### TRY IT:
Each line from the one containing "box: [28, 174, 59, 223]" to the end of the listing below must be retyped exactly, with no line left out and none added.

__________

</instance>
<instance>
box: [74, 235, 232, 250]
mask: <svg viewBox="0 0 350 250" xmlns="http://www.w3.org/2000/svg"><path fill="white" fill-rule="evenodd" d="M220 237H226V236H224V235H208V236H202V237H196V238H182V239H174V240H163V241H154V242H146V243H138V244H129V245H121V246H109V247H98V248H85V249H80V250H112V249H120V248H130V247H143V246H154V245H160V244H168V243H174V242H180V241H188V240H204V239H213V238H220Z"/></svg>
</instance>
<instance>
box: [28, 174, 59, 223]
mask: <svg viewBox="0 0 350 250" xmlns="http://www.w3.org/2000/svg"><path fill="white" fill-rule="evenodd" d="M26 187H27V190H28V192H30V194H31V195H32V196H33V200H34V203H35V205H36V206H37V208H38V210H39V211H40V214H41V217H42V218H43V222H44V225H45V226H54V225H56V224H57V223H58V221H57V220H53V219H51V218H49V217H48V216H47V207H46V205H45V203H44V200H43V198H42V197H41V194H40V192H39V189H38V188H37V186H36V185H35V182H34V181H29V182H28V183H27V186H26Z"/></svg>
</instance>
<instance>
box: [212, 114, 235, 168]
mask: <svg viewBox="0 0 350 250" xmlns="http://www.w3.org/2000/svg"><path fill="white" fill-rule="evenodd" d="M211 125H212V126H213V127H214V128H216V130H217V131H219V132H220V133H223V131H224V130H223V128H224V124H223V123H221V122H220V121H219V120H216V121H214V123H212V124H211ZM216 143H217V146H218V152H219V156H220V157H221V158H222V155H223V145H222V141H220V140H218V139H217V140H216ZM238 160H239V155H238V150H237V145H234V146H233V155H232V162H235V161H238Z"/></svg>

__________

### SOLUTION FOR THIS TASK:
box: [28, 174, 59, 223]
mask: <svg viewBox="0 0 350 250" xmlns="http://www.w3.org/2000/svg"><path fill="white" fill-rule="evenodd" d="M26 187H27V190H28V192H30V194H31V195H32V196H33V200H34V203H35V205H36V206H37V208H38V210H39V211H40V214H41V217H42V218H43V222H44V225H45V226H54V225H56V224H57V223H58V221H57V220H53V219H51V218H49V217H48V216H47V207H46V205H45V203H44V200H43V198H42V197H41V194H40V192H39V189H38V188H37V186H36V185H35V182H34V181H29V182H28V183H27V186H26Z"/></svg>
</instance>
<instance>
box: [212, 114, 235, 168]
mask: <svg viewBox="0 0 350 250" xmlns="http://www.w3.org/2000/svg"><path fill="white" fill-rule="evenodd" d="M211 125H212V126H213V127H214V128H216V130H217V131H219V132H220V133H223V131H224V130H223V128H224V124H223V123H221V122H220V121H219V120H216V121H214V123H212V124H211ZM216 143H217V146H218V152H219V156H220V157H221V158H222V155H223V145H222V141H220V140H218V139H217V140H216ZM238 160H239V155H238V150H237V145H234V146H233V155H232V162H235V161H238Z"/></svg>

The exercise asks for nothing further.